* **Фрагмент**
· · ·
Итак, существуют некие философские акты, уже содержащиеся в самой культуре научного мышления, которые мы назвали реальной философией. Эта реальная философия является неким мысленным, духовным полем, в котором совершаются акты научного познания, представляющие собой неотъемлемый элемент культуры. (Мы говорим здесь только о европейской культуре и о европейской науке.) Попытаемся теперь более конкретно охарактеризовать понятие реальной философии.
Возьмем, например, тексты Платона. Ясно, конечно, что первое ощущение, возникающее у человека, который не имеет вкуса к философской работе и не знает правил философского языка, его грамматики – это ощущение почти что марсианского характера этих текстов, т. е. как чего-то абсолютно далекого, непонятного. Когда, скажем, Платон пишет о том, что душа, познавая, вспоминает свои прошлые встречи с богом, то это звучит для современного человека (тем более занимающегося наукой) по меньшей мере странно. Он воспринимает это как некий фрагмент мифа, незаконно попавший в философский текст, и считает, что ему там не место. Что его нужно просто отбросить, как брак. Тем более, что для этого уже есть и соответствующее оправдание. Готовые слова, которые рационализируют нашу умственную лень. Например, слово «идеализм» и некоторые другие.
Или обратимся к текстам Декарта. При всем уважении к этому великому человеку, который основательно потрудился в науке, разве нас не удивляет такое, например, его заявление, что идеи числа, протяжения, истины, долга являются «врожденными»? Как можно это помыслить? Не может быть, чтобы Декарт писал о том, что нельзя помыслить. Как невозможно, конечно, согласиться в данном случае и с тем, что он якобы учит о врожденности идей в натуральном смысле». Думать подобное о философе такого масштаба, как Декарт, было бы по меньшей мере несправедливо.
· · ·
* **Исходные данные**
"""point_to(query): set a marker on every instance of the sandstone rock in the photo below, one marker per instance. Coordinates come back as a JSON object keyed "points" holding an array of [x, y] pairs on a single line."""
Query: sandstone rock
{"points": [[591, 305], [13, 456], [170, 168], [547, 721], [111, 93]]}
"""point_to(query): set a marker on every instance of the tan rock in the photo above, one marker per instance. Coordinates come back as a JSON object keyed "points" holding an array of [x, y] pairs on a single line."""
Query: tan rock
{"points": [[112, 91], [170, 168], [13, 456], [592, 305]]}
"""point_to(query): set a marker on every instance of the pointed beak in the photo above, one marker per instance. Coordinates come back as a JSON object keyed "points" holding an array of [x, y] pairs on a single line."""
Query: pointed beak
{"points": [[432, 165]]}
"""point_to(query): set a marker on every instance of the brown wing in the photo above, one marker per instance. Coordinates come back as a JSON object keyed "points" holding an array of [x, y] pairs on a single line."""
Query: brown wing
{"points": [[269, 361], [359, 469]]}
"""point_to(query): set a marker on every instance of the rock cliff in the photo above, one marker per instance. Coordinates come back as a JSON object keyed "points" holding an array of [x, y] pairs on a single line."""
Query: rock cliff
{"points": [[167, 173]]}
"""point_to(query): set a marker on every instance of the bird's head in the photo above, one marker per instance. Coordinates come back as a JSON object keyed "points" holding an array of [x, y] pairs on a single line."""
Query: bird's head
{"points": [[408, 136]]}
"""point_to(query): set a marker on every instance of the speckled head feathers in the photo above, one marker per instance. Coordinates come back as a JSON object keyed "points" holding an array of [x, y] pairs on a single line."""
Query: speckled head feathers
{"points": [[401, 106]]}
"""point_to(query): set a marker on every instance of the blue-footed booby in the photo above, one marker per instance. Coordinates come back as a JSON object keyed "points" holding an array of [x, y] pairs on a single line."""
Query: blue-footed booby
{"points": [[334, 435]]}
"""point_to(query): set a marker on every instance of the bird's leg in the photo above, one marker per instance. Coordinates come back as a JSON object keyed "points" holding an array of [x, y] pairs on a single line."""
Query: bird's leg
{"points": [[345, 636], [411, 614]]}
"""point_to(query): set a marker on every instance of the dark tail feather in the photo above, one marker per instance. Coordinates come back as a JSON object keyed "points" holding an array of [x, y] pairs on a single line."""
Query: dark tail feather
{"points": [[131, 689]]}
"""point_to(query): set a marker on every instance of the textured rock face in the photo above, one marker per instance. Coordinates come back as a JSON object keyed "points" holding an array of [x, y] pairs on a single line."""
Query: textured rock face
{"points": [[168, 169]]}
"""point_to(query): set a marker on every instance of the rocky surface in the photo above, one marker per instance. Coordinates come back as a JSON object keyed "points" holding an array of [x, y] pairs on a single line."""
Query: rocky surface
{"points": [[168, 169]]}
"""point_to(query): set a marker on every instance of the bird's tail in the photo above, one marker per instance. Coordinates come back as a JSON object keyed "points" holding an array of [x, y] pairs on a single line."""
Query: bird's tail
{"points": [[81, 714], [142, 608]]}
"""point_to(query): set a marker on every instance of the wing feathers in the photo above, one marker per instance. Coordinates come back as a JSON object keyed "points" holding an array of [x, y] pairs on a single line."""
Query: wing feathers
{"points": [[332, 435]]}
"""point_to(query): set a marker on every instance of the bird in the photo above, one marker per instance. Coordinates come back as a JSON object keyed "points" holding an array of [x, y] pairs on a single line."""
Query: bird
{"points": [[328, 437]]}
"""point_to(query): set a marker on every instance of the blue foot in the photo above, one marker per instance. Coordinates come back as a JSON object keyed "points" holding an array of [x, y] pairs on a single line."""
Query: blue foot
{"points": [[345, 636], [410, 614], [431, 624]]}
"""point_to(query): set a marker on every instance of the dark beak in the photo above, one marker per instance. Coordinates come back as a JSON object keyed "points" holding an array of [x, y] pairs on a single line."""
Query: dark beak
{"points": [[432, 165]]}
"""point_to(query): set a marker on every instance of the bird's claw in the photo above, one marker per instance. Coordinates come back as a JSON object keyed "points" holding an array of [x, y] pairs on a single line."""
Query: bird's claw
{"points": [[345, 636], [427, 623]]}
· · ·
* **Что сделать**
a) Процитируйте, пожалуйста, фрагмент о реальной философии от слов «Итак, существуют некие» до слов «понятие реальной философии.» включительно.
b) Перечислите все идеи, которые, согласно фрагменту о реальной философии, Декарт объявлял «врожденными».
c) Приведите продолжение фрагмента о реальной философии, начиная сразу после его последнего предложения.

* **Ответы**
a)
Итак, существуют некие философские акты, уже содержащиеся в самой культуре научного мышления, которые мы назвали реальной философией. Эта реальная философия является неким мысленным, духовным полем, в котором совершаются акты научного познания, представляющие собой неотъемлемый элемент культуры. (Мы говорим здесь только о европейской культуре и о европейской науке.) Попытаемся теперь более конкретно охарактеризовать понятие реальной философии.

b) Идея числа, идея протяжения, идея истины, идея долга.

c)
Но пойдем дальше. А дальше приходит Кант и говорит, что первознанием в системе всех основоположений рассудка является трансцедентальное единство апперцепции, т. е. «я мыслю». Что на этом первознании может и должно быть основано все здание человеческих знаний. Пока все это для нас часть традиции «идеалистического» философствования, которую на известных основаниях мы можем либо легко отбросить, либо не замечать. Но что это значит? При чем здесь реальная философия? Каким образом знание становится знанием? Не оказываемся ли мы здесь, образно говоря, в ситуации мольеровского джентльмена, и не является ли язык Канта или Декарта той же, в сущности, прозой, которой говорим и мы, просто не замечая при этом, что их высказывания гораздо грамотнее, точнее. Приведу пример.
В книге английского астронома А. Эддингтона «Теория относительности» (1934) есть, в частности, такое положение. Обсуждая проблему абсолютного времени, он пишет, что это понятие предполагает другое, а именно – понятие «настоящего момента», и содержит в себе следующее допущение, что воспринимаемые нами события происходят в момент их восприятия и наблюдения. Собственно, на основе этого допущения в физике и было выработано представление о некотором едином, охватывающем весь мир времени, некоей координатной сетке момента «теперь». Такое представление о временны́х отношениях предметов, где время стало использоваться в качестве единой, универсальной меры. Однако затем, говорит Эддингтон, физиками было открыто, что скорость распространения света конечна, и, следовательно, может существовать какой-то разрыв во времени между случанием события и его восприятием, наблюдением. Но физики, замечает он, легко обошли эту трудность. Они просто поместили происхождение события в момент, непосредственно предшествующий его наблюдению, сохранив тем самым указанную координатную сет-ку некоторого единого, универсального времени. О чем здесь говорится? Очевидно, о том, что любой акт физического измерения уже имплицирует, включает в себя что-то проделанное и с сознанием. Измеряются события, но в акте измерений уже допущено какое-то решение относительно сознания. Считается, что события происходят в момент их наблюдения, а это предполагает, в свою очередь, допущение определенного свойства сознания. А именно, что «сознание одно». Из этого вырастает представление об абсолютной временной сетке, о моменте «теперь», обнимающем весь мир.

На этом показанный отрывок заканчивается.